EXERCISE BRIEF:
Report how many lines in the entries below contain the string "black", where case counts, and give only that number.

(Location labeling records)
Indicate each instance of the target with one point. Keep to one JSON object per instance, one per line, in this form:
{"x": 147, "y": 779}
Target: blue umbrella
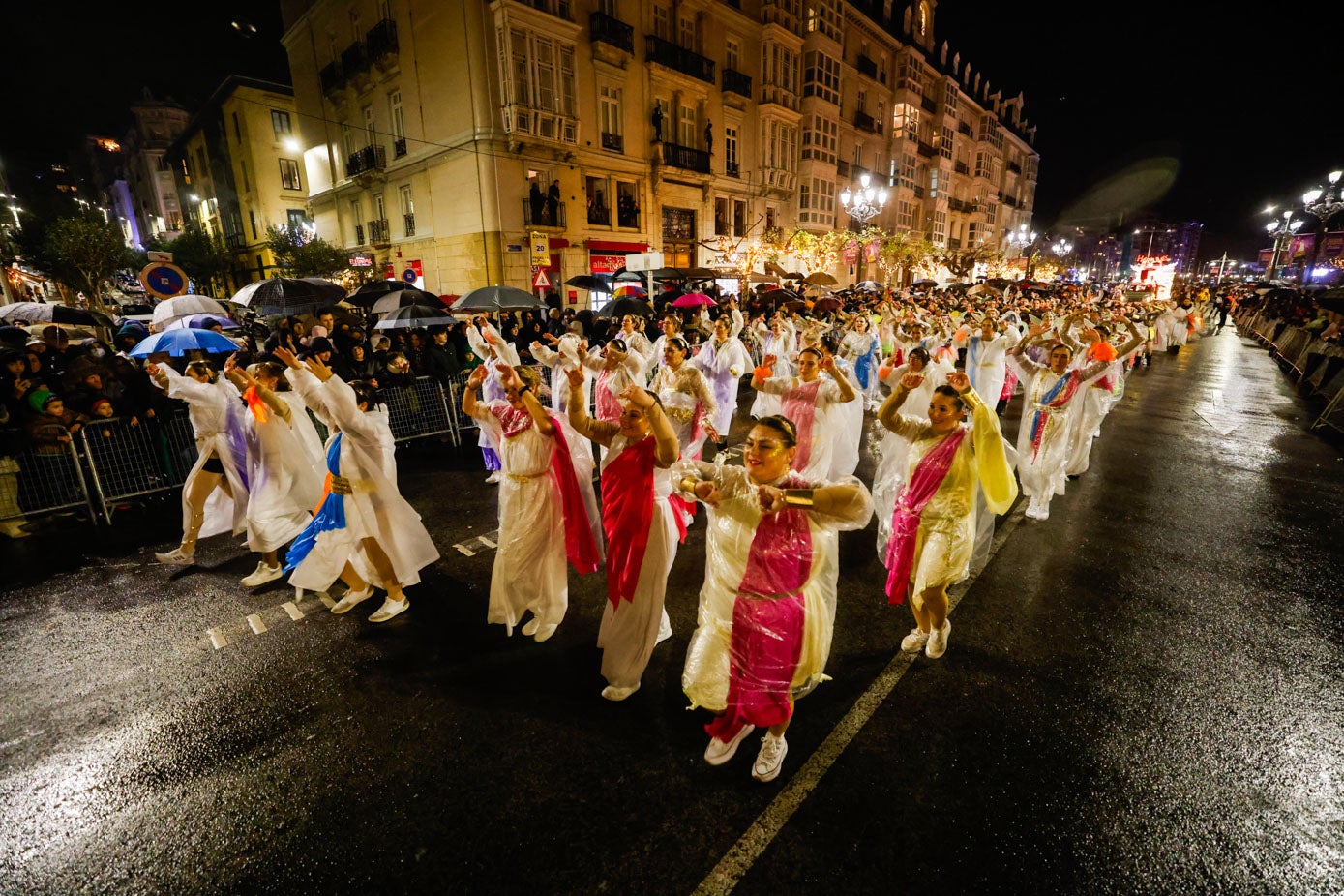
{"x": 179, "y": 342}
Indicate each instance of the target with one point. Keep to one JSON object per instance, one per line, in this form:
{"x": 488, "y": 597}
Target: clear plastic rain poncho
{"x": 769, "y": 597}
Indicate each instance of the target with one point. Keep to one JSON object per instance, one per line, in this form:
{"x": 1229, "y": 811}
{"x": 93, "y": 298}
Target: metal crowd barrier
{"x": 39, "y": 478}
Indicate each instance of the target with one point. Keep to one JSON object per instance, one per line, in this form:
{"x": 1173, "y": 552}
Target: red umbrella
{"x": 693, "y": 300}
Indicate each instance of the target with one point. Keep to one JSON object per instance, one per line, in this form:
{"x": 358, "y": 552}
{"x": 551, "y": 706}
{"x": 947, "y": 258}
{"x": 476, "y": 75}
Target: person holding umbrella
{"x": 214, "y": 497}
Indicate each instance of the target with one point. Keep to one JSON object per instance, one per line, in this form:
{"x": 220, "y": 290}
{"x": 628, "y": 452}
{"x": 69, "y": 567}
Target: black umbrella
{"x": 375, "y": 289}
{"x": 591, "y": 283}
{"x": 403, "y": 297}
{"x": 490, "y": 298}
{"x": 289, "y": 294}
{"x": 414, "y": 317}
{"x": 45, "y": 314}
{"x": 626, "y": 305}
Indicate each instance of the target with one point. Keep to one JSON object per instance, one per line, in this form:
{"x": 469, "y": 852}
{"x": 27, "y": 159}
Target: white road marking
{"x": 767, "y": 825}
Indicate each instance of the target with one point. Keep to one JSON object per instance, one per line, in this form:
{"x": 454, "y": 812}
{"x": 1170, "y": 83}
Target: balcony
{"x": 736, "y": 82}
{"x": 331, "y": 78}
{"x": 679, "y": 58}
{"x": 686, "y": 158}
{"x": 379, "y": 234}
{"x": 863, "y": 121}
{"x": 370, "y": 159}
{"x": 612, "y": 31}
{"x": 380, "y": 42}
{"x": 541, "y": 215}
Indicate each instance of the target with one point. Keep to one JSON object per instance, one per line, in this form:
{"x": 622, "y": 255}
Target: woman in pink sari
{"x": 767, "y": 602}
{"x": 933, "y": 524}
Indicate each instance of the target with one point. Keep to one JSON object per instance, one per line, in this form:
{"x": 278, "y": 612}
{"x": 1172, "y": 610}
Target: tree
{"x": 81, "y": 253}
{"x": 305, "y": 255}
{"x": 961, "y": 262}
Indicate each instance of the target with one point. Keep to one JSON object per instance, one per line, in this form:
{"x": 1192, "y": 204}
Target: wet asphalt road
{"x": 1143, "y": 695}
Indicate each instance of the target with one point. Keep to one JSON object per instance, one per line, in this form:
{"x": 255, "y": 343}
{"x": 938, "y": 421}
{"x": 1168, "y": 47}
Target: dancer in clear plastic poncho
{"x": 642, "y": 529}
{"x": 285, "y": 465}
{"x": 363, "y": 532}
{"x": 808, "y": 401}
{"x": 1044, "y": 428}
{"x": 933, "y": 522}
{"x": 214, "y": 497}
{"x": 767, "y": 602}
{"x": 543, "y": 509}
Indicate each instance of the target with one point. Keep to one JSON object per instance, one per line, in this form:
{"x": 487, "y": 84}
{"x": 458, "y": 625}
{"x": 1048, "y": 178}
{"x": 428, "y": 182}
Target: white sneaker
{"x": 176, "y": 557}
{"x": 939, "y": 641}
{"x": 612, "y": 692}
{"x": 262, "y": 575}
{"x": 719, "y": 753}
{"x": 390, "y": 609}
{"x": 352, "y": 599}
{"x": 914, "y": 641}
{"x": 770, "y": 758}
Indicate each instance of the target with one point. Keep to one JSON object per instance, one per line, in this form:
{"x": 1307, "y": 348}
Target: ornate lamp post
{"x": 863, "y": 203}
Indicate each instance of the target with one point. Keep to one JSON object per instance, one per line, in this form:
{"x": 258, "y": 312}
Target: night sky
{"x": 1201, "y": 114}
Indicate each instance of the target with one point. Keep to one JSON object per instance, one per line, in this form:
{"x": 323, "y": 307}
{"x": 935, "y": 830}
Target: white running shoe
{"x": 939, "y": 641}
{"x": 176, "y": 557}
{"x": 719, "y": 751}
{"x": 914, "y": 641}
{"x": 390, "y": 609}
{"x": 262, "y": 575}
{"x": 352, "y": 599}
{"x": 770, "y": 758}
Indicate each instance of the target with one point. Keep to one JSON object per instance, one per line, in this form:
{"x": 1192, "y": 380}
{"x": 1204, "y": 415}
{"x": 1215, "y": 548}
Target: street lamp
{"x": 863, "y": 203}
{"x": 1282, "y": 231}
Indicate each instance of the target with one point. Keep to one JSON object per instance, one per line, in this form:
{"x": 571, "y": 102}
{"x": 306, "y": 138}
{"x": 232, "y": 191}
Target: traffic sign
{"x": 163, "y": 280}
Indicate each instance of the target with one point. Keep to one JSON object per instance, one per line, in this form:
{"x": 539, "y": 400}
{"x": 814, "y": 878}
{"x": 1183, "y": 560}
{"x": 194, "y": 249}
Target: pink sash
{"x": 911, "y": 504}
{"x": 626, "y": 514}
{"x": 800, "y": 405}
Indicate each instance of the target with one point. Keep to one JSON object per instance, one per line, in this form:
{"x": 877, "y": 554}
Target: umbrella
{"x": 693, "y": 300}
{"x": 591, "y": 283}
{"x": 178, "y": 307}
{"x": 414, "y": 317}
{"x": 202, "y": 321}
{"x": 289, "y": 294}
{"x": 182, "y": 340}
{"x": 488, "y": 298}
{"x": 826, "y": 304}
{"x": 628, "y": 305}
{"x": 375, "y": 289}
{"x": 403, "y": 297}
{"x": 45, "y": 314}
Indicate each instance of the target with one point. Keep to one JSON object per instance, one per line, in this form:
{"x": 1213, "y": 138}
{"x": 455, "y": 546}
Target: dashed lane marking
{"x": 767, "y": 825}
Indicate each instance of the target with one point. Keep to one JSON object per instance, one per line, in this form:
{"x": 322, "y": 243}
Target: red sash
{"x": 626, "y": 515}
{"x": 911, "y": 504}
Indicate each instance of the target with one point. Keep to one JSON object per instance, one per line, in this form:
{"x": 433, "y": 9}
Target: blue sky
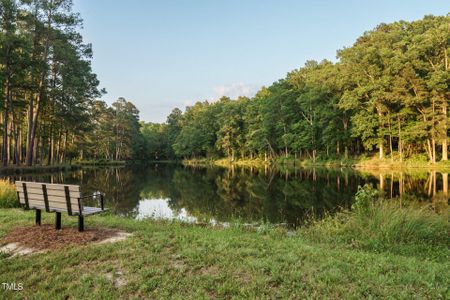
{"x": 166, "y": 54}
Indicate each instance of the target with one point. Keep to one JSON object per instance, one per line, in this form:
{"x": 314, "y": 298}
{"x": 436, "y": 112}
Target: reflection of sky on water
{"x": 159, "y": 209}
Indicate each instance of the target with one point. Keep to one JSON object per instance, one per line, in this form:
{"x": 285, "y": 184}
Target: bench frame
{"x": 80, "y": 215}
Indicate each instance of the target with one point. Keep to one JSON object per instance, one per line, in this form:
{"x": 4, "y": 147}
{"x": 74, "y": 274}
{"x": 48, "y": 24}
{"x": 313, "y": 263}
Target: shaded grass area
{"x": 359, "y": 162}
{"x": 17, "y": 170}
{"x": 8, "y": 196}
{"x": 174, "y": 260}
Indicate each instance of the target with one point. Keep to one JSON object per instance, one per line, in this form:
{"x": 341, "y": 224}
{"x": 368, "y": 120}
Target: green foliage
{"x": 173, "y": 260}
{"x": 387, "y": 226}
{"x": 388, "y": 92}
{"x": 365, "y": 198}
{"x": 8, "y": 195}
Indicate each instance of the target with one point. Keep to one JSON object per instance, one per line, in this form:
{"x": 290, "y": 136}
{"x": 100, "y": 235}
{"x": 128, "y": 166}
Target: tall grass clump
{"x": 377, "y": 224}
{"x": 8, "y": 196}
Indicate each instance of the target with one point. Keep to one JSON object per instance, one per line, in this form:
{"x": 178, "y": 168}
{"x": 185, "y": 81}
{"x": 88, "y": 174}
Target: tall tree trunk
{"x": 445, "y": 138}
{"x": 381, "y": 153}
{"x": 6, "y": 107}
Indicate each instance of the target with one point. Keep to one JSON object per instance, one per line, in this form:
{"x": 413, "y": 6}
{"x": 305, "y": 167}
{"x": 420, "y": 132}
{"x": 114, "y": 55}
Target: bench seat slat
{"x": 53, "y": 198}
{"x": 92, "y": 210}
{"x": 50, "y": 186}
{"x": 50, "y": 192}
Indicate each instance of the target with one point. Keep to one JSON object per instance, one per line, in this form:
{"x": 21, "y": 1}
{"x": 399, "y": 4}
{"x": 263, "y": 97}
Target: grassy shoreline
{"x": 176, "y": 260}
{"x": 22, "y": 169}
{"x": 360, "y": 163}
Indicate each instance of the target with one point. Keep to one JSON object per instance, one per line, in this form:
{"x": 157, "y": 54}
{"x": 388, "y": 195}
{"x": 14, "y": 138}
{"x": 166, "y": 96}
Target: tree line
{"x": 389, "y": 92}
{"x": 48, "y": 111}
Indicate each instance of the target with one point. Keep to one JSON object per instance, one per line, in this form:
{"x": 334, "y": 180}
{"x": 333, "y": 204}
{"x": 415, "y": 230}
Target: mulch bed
{"x": 46, "y": 237}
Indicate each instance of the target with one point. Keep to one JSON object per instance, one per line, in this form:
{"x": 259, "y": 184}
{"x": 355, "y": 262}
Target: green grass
{"x": 8, "y": 196}
{"x": 22, "y": 169}
{"x": 386, "y": 227}
{"x": 418, "y": 162}
{"x": 172, "y": 260}
{"x": 100, "y": 162}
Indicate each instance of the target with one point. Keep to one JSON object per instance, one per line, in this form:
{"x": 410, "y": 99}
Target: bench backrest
{"x": 49, "y": 196}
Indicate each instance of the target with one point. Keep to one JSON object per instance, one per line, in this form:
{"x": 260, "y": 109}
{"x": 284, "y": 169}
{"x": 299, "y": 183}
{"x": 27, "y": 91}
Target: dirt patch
{"x": 34, "y": 239}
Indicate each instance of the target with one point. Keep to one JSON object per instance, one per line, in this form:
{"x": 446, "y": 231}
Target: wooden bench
{"x": 57, "y": 198}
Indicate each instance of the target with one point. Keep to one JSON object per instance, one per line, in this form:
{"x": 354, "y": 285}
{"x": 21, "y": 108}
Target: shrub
{"x": 8, "y": 195}
{"x": 386, "y": 225}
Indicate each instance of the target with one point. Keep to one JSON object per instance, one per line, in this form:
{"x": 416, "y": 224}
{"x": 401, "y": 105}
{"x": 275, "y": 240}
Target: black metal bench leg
{"x": 80, "y": 223}
{"x": 58, "y": 220}
{"x": 38, "y": 217}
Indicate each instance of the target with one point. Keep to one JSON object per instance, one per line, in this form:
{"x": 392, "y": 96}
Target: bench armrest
{"x": 93, "y": 196}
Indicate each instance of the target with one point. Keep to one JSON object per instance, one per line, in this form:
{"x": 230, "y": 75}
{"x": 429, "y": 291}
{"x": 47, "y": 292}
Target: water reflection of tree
{"x": 255, "y": 196}
{"x": 251, "y": 195}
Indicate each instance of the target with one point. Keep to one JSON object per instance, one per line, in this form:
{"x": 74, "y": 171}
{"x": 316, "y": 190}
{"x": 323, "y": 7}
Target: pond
{"x": 247, "y": 195}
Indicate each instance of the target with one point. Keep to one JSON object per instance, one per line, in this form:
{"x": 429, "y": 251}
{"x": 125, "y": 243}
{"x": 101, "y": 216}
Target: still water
{"x": 216, "y": 195}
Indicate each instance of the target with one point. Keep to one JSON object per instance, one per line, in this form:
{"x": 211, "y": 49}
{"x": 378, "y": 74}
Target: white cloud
{"x": 234, "y": 90}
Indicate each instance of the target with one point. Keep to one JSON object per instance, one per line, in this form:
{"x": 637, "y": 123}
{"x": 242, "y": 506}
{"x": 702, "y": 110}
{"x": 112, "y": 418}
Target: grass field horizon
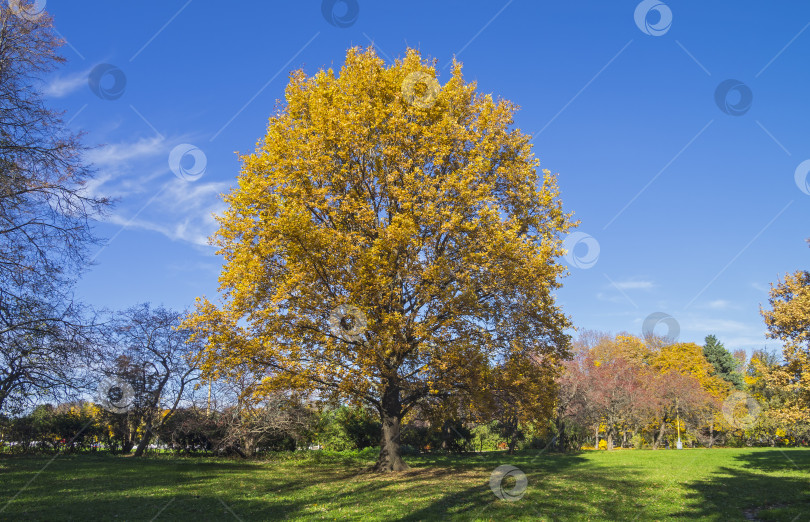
{"x": 709, "y": 484}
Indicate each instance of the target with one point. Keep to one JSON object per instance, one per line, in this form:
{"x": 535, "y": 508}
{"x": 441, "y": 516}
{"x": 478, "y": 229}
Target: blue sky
{"x": 694, "y": 204}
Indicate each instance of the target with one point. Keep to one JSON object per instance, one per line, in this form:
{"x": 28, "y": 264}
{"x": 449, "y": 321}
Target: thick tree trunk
{"x": 144, "y": 442}
{"x": 660, "y": 439}
{"x": 390, "y": 458}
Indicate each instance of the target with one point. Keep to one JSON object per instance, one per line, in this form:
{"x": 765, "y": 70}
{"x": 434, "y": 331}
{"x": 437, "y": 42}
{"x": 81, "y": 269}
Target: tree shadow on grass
{"x": 768, "y": 485}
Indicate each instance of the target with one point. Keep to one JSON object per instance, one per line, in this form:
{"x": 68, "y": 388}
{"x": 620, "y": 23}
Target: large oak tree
{"x": 391, "y": 240}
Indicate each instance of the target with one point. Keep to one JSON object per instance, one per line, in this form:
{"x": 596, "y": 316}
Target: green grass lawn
{"x": 717, "y": 484}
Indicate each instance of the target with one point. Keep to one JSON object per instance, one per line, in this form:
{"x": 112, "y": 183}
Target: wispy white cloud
{"x": 634, "y": 285}
{"x": 761, "y": 287}
{"x": 61, "y": 86}
{"x": 719, "y": 304}
{"x": 611, "y": 298}
{"x": 150, "y": 196}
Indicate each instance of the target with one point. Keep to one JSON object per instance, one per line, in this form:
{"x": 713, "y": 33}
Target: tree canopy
{"x": 391, "y": 240}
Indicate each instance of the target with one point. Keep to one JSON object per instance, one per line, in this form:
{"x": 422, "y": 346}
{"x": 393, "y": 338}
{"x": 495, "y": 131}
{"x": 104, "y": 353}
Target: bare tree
{"x": 45, "y": 214}
{"x": 158, "y": 367}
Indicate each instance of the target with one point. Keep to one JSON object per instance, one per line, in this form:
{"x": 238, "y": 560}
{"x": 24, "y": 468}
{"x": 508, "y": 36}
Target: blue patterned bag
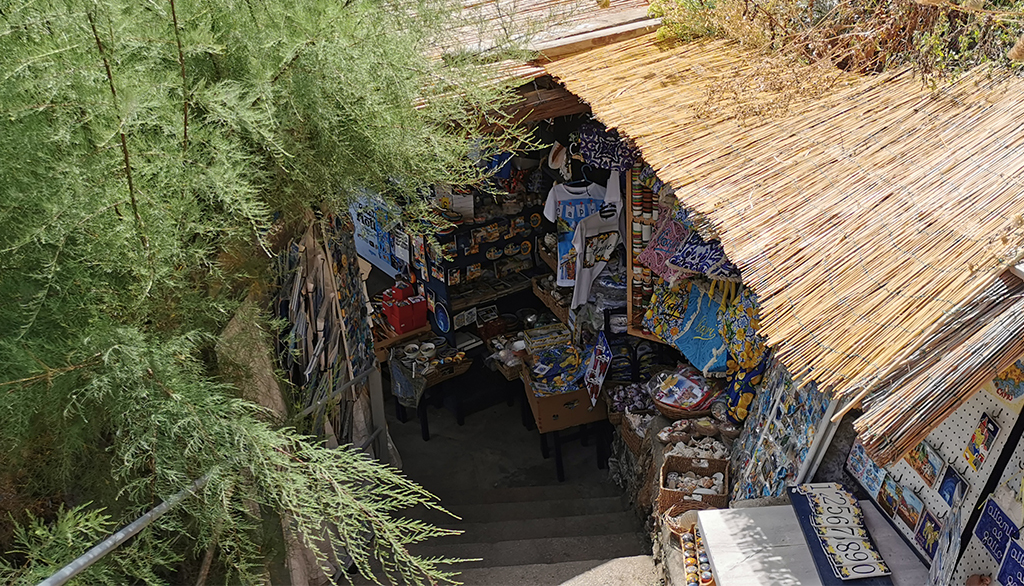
{"x": 699, "y": 335}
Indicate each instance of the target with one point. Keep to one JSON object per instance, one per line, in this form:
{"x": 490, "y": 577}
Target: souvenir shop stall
{"x": 728, "y": 426}
{"x": 955, "y": 497}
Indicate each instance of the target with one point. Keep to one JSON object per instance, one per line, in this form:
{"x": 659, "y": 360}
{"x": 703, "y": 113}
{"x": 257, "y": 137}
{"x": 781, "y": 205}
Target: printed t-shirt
{"x": 566, "y": 206}
{"x": 595, "y": 240}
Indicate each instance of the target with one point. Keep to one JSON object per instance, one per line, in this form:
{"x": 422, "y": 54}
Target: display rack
{"x": 631, "y": 318}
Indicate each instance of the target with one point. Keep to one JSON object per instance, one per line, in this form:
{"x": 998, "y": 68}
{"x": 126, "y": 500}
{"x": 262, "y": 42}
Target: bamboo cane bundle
{"x": 869, "y": 220}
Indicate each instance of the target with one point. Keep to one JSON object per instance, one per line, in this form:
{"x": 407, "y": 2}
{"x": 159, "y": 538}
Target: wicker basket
{"x": 675, "y": 413}
{"x": 669, "y": 498}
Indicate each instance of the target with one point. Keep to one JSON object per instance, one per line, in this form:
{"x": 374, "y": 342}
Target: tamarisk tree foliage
{"x": 143, "y": 143}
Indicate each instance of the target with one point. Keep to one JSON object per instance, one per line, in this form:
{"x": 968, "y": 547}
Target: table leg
{"x": 559, "y": 468}
{"x": 526, "y": 413}
{"x": 602, "y": 446}
{"x": 421, "y": 410}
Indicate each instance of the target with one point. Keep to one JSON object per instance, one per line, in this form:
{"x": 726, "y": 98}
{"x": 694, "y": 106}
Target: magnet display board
{"x": 976, "y": 558}
{"x": 949, "y": 440}
{"x": 1003, "y": 405}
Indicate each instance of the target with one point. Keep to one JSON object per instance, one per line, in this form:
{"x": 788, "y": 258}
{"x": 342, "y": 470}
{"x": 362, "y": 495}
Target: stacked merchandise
{"x": 785, "y": 432}
{"x": 404, "y": 310}
{"x": 556, "y": 366}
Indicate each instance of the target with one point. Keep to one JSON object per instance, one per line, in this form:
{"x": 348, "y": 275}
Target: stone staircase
{"x": 521, "y": 527}
{"x": 543, "y": 535}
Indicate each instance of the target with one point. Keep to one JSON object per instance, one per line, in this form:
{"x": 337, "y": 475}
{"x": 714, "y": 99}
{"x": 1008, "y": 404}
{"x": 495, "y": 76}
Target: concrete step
{"x": 632, "y": 571}
{"x": 528, "y": 575}
{"x": 529, "y": 509}
{"x": 526, "y": 494}
{"x": 603, "y": 524}
{"x": 547, "y": 550}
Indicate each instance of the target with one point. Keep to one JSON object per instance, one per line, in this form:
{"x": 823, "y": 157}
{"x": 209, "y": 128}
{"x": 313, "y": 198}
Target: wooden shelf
{"x": 634, "y": 331}
{"x": 381, "y": 347}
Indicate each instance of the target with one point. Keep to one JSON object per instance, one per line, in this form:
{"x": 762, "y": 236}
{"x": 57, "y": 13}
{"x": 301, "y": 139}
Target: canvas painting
{"x": 947, "y": 487}
{"x": 981, "y": 442}
{"x": 910, "y": 507}
{"x": 864, "y": 470}
{"x": 889, "y": 496}
{"x": 927, "y": 535}
{"x": 927, "y": 462}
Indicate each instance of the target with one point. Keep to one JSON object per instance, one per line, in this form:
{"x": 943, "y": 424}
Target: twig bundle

EXERCISE RESPONSE:
2